**Task statement**
Your output should be the complete listing, word for word, with no pictures in it.

########################################

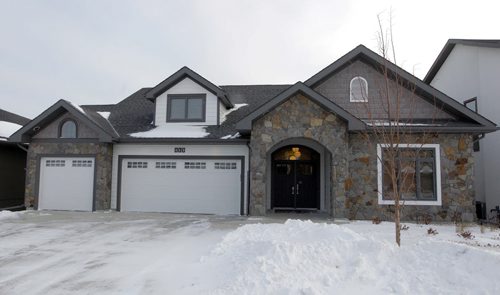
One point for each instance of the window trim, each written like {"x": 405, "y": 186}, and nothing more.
{"x": 351, "y": 99}
{"x": 170, "y": 97}
{"x": 437, "y": 165}
{"x": 61, "y": 124}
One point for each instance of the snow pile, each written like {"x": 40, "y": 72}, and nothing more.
{"x": 105, "y": 115}
{"x": 302, "y": 257}
{"x": 5, "y": 214}
{"x": 173, "y": 131}
{"x": 7, "y": 129}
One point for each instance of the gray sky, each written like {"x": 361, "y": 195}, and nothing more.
{"x": 99, "y": 52}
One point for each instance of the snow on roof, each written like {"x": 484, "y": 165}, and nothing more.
{"x": 173, "y": 131}
{"x": 7, "y": 129}
{"x": 77, "y": 107}
{"x": 105, "y": 115}
{"x": 395, "y": 123}
{"x": 233, "y": 136}
{"x": 236, "y": 107}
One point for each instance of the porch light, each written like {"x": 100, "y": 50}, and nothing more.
{"x": 295, "y": 154}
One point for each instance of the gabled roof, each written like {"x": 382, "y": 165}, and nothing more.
{"x": 424, "y": 90}
{"x": 180, "y": 75}
{"x": 93, "y": 121}
{"x": 245, "y": 124}
{"x": 13, "y": 118}
{"x": 448, "y": 48}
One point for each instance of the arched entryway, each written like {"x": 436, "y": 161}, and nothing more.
{"x": 295, "y": 178}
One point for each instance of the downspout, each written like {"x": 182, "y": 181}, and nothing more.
{"x": 248, "y": 177}
{"x": 22, "y": 147}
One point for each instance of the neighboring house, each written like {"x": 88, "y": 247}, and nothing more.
{"x": 187, "y": 145}
{"x": 12, "y": 161}
{"x": 469, "y": 71}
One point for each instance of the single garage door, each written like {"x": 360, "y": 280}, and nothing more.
{"x": 66, "y": 183}
{"x": 211, "y": 186}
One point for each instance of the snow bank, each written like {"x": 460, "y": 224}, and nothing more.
{"x": 302, "y": 257}
{"x": 173, "y": 131}
{"x": 8, "y": 128}
{"x": 105, "y": 115}
{"x": 5, "y": 214}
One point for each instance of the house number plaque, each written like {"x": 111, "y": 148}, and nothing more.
{"x": 179, "y": 150}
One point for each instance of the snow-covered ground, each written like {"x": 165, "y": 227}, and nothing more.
{"x": 127, "y": 253}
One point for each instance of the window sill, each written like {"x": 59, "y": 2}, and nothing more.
{"x": 411, "y": 202}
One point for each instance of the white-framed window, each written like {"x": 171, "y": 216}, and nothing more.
{"x": 137, "y": 164}
{"x": 166, "y": 165}
{"x": 225, "y": 165}
{"x": 418, "y": 167}
{"x": 195, "y": 165}
{"x": 81, "y": 163}
{"x": 358, "y": 89}
{"x": 55, "y": 163}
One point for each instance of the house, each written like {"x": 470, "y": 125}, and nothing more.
{"x": 468, "y": 71}
{"x": 187, "y": 145}
{"x": 12, "y": 161}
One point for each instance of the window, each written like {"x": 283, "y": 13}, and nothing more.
{"x": 186, "y": 108}
{"x": 195, "y": 165}
{"x": 166, "y": 165}
{"x": 67, "y": 129}
{"x": 55, "y": 163}
{"x": 81, "y": 163}
{"x": 137, "y": 164}
{"x": 418, "y": 174}
{"x": 358, "y": 90}
{"x": 225, "y": 166}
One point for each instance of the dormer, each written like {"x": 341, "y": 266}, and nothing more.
{"x": 189, "y": 99}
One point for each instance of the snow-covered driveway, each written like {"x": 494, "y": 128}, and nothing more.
{"x": 127, "y": 253}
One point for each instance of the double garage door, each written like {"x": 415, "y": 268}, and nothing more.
{"x": 202, "y": 185}
{"x": 181, "y": 185}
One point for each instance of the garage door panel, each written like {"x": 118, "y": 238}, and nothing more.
{"x": 186, "y": 186}
{"x": 66, "y": 183}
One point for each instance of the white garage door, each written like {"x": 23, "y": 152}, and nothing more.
{"x": 210, "y": 186}
{"x": 66, "y": 183}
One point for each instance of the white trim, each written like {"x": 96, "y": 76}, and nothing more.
{"x": 437, "y": 155}
{"x": 363, "y": 99}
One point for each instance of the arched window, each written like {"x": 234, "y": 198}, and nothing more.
{"x": 68, "y": 129}
{"x": 358, "y": 89}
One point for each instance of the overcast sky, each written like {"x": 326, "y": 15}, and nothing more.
{"x": 99, "y": 52}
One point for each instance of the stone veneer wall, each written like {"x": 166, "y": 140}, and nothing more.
{"x": 457, "y": 182}
{"x": 298, "y": 117}
{"x": 103, "y": 153}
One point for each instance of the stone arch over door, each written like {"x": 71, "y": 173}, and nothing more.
{"x": 324, "y": 170}
{"x": 299, "y": 118}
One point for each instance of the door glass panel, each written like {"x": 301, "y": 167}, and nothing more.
{"x": 306, "y": 169}
{"x": 427, "y": 180}
{"x": 283, "y": 169}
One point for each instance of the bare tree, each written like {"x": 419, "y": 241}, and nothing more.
{"x": 392, "y": 127}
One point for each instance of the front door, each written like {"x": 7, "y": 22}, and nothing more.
{"x": 295, "y": 179}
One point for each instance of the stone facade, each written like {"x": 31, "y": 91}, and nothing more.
{"x": 457, "y": 180}
{"x": 298, "y": 117}
{"x": 102, "y": 152}
{"x": 353, "y": 174}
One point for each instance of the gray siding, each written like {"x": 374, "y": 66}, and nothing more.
{"x": 336, "y": 88}
{"x": 52, "y": 130}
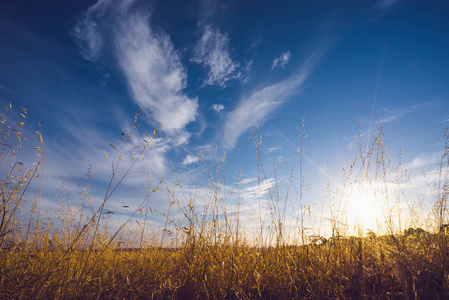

########################################

**Output**
One point for each instance of the window trim, each written like {"x": 405, "y": 186}, and nothing more.
{"x": 351, "y": 99}
{"x": 170, "y": 97}
{"x": 437, "y": 165}
{"x": 61, "y": 124}
One point for each instance of the snow pile, each written like {"x": 40, "y": 72}, and nothing more.
{"x": 105, "y": 115}
{"x": 302, "y": 257}
{"x": 5, "y": 214}
{"x": 173, "y": 131}
{"x": 7, "y": 129}
One point for each instance of the gray sky, each written like {"x": 361, "y": 195}, and nothing more.
{"x": 99, "y": 52}
One point for each instance of the snow on roof, each written like {"x": 484, "y": 165}, and nothing more.
{"x": 173, "y": 131}
{"x": 7, "y": 129}
{"x": 77, "y": 107}
{"x": 105, "y": 115}
{"x": 395, "y": 123}
{"x": 233, "y": 136}
{"x": 236, "y": 107}
One point for each instance of the porch light, each written like {"x": 100, "y": 50}, and nothing more.
{"x": 295, "y": 154}
One point for each instance of the gabled roof, each written like {"x": 382, "y": 165}, and nothing more.
{"x": 424, "y": 90}
{"x": 180, "y": 75}
{"x": 93, "y": 121}
{"x": 245, "y": 124}
{"x": 13, "y": 118}
{"x": 448, "y": 48}
One point for each instance of the arched entryway, each written like {"x": 436, "y": 161}, and nothing more.
{"x": 295, "y": 178}
One point for each instance of the downspout, each written like {"x": 182, "y": 181}, and nothing more.
{"x": 248, "y": 177}
{"x": 22, "y": 147}
One point for each instance of the neighboring house, each written like {"x": 88, "y": 247}, and nothing more.
{"x": 187, "y": 145}
{"x": 12, "y": 161}
{"x": 469, "y": 71}
One point for each instance of the single garage door, each written like {"x": 360, "y": 280}, and nothing more.
{"x": 66, "y": 183}
{"x": 211, "y": 186}
One point for each instance of the snow bank, each written like {"x": 460, "y": 224}, and nothing more.
{"x": 302, "y": 257}
{"x": 173, "y": 131}
{"x": 8, "y": 128}
{"x": 105, "y": 115}
{"x": 5, "y": 214}
One point for each instance of the house number plaque, each written like {"x": 111, "y": 148}, and nothing more.
{"x": 179, "y": 150}
One point for each instance of the snow-covered ground, each written like {"x": 165, "y": 227}, and nothing more.
{"x": 127, "y": 253}
One point for each instance of the window sill, each written like {"x": 59, "y": 2}, and nothing more.
{"x": 411, "y": 202}
One point for each instance of the white-framed window, each written like {"x": 171, "y": 216}, and nothing more.
{"x": 137, "y": 164}
{"x": 166, "y": 165}
{"x": 225, "y": 165}
{"x": 418, "y": 167}
{"x": 195, "y": 165}
{"x": 81, "y": 163}
{"x": 358, "y": 89}
{"x": 55, "y": 163}
One point for each instance of the house, each written like {"x": 470, "y": 125}, and nothing more.
{"x": 468, "y": 71}
{"x": 187, "y": 145}
{"x": 12, "y": 161}
One point for each instance of the window, each written like {"x": 283, "y": 13}, and nothing more.
{"x": 186, "y": 108}
{"x": 195, "y": 165}
{"x": 166, "y": 165}
{"x": 67, "y": 129}
{"x": 55, "y": 163}
{"x": 81, "y": 163}
{"x": 137, "y": 164}
{"x": 418, "y": 174}
{"x": 358, "y": 90}
{"x": 225, "y": 166}
One point for each instance of the dormer, each written like {"x": 341, "y": 266}, and nothing more.
{"x": 189, "y": 99}
One point for each instance of the snow-covered driveway, each written like {"x": 494, "y": 128}, and nothing more.
{"x": 127, "y": 253}
One point for each instance of the double garage door, each written like {"x": 415, "y": 268}, and nothing more.
{"x": 202, "y": 185}
{"x": 181, "y": 185}
One point for each instance of the garage door panel, each written like {"x": 118, "y": 238}, and nothing more.
{"x": 186, "y": 186}
{"x": 66, "y": 183}
One point for each instance of the white garage door, each written like {"x": 23, "y": 152}, and nothing more.
{"x": 210, "y": 186}
{"x": 66, "y": 183}
One point for each instance of the white trim, each written like {"x": 96, "y": 76}, and nothing more.
{"x": 437, "y": 155}
{"x": 363, "y": 99}
One point for each instance of the arched window, each written like {"x": 234, "y": 198}, and nothing more.
{"x": 68, "y": 129}
{"x": 358, "y": 89}
One point for each instance of the overcast sky, each written like {"x": 326, "y": 15}, and nothing more.
{"x": 99, "y": 52}
One point for each instance of the stone veneer wall, each written like {"x": 166, "y": 140}, and nothing more.
{"x": 457, "y": 182}
{"x": 298, "y": 117}
{"x": 103, "y": 153}
One point for each instance of the stone arch over door, each written like {"x": 71, "y": 173}, and nothing more.
{"x": 324, "y": 170}
{"x": 299, "y": 118}
One point for each instance of the door glass panel, each written like {"x": 301, "y": 167}, and nothing more.
{"x": 306, "y": 169}
{"x": 427, "y": 180}
{"x": 283, "y": 169}
One point for each instance of the bare tree, each written like {"x": 419, "y": 241}, and nothing more.
{"x": 392, "y": 127}
One point for each instance of the front door, each written like {"x": 7, "y": 22}, and nothing more.
{"x": 295, "y": 179}
One point for each instance of the stone facade, each written like {"x": 31, "y": 91}, and nothing more.
{"x": 457, "y": 180}
{"x": 298, "y": 117}
{"x": 102, "y": 152}
{"x": 353, "y": 174}
One point for each instance of the gray siding, each written like {"x": 374, "y": 66}, and nothing more.
{"x": 336, "y": 88}
{"x": 52, "y": 130}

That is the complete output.